→ **Consigne A**
Pouvez-vous mettre les lignes des enregistrements sous forme de liste JSON de chaînes, une chaîne par ligne, sans les lignes vides ?

→ **Source**
#####

Le « sint infensae » me semble bien traduit : « qui s’opposent » au Pontife.
Le « impugnent » me parait traduit très faiblement en français. Il est traduit par ceux « qui nient » Cela me semble faible. « Impugno » est un verbe de combat, un verbe très fort : il se traduit par « attaquer, assaillir, assiéger ». Le verbe « pugno » est également très dur : c’est « se battre à coup de point ; se donner des coups, lutter corps à corps ; combattre à main armée ; en venir aux mains ; livrer bataille.
Sous ce rapport, nous pourrions faire remarquer que notre opposition à la liturgie nouvelle n’est pas de ce genre…
Il est vrai aussi que ce verbe peut avoir une signification plus douce : « être en opposition, en désaccord ; soutenir ou débattre une opinion ; discuter ».
Là, sous ce rapport, la traduction serait bonne : « ceux qui nient ».
Ce verbe a donné en français : pugnace, pugnacité (humeur batailleuse)
Mais tout au début du texte, il est dit que ces fidèles qui veulent la messe extraordinaire, « ne doivent jamais venir en aide », en latin « auxilium ne ferant », « ni appartenir à des groupe », en latin nous avons « « neque nomen dent », ni « qui donnent leur nom » à ces groupes qui nient…
Tout cela me fait penser un peu au « nullam partem » de la lettre « Quottuor abhinc annos » de 1984…reprise en note dans le MP de 1988 « Eclesia Dei adflicta ». Ne pouvaient bénéficier de l’indult concédé aux Evêques, « ceux qui gardaient des contacts », « qui étaient en relation » avec la FSSPX et qui affirmaient que le NOM était ni « valide » ni « orthodoxe ».
Ici, dans ce texte nous avons une claire allusion à la validité de la Nouvelle Messe ainsi qu’à sa « légitimité ».
Sur le mot « légitimité », je ferais une distinction. Le pape, dans sa fonction de Pontife suprême, a bien évidemment le droit de donner à l’Eglise une nouvelle liturgie. Ainsi le pape Paul VI pouvait très bien donner à l’Eglise, le 3 avril 1969, une nouvelle messe. C’était téméraire mais c’était en son pouvoir…Sous ce rapport, ce nouveau rite est légitime. Il ressort bien de l’autorité du Pontife suprême. On respect un point fondamental de l’Ecclésiologie.

#####

→ **Données fournies**
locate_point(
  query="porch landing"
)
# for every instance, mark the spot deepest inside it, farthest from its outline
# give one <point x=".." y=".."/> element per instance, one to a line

#####

→ **Consigne B**
Répondez à ces questions d'après la source :
(i) Quels trois verbes français traduisent « impugno » au sens fort ?
(ii) De quelle année date la lettre d'où vient le « nullam partem » ?
(iii) À quelle date Paul VI pouvait-il donner à l'Église une nouvelle messe ?

→ **Réponse rédigée A**
[
  "locate_point(",
  "  query=\"porch landing\"",
  ")",
  "# for every instance, mark the spot deepest inside it, farthest from its outline",
  "# give one <point x=\"..\" y=\"..\"/> element per instance, one to a line"
]

→ **Réponse rédigée B**
(i) Attaquer, assaillir, assiéger.
(ii) 1984.
(iii) Le 3 avril 1969.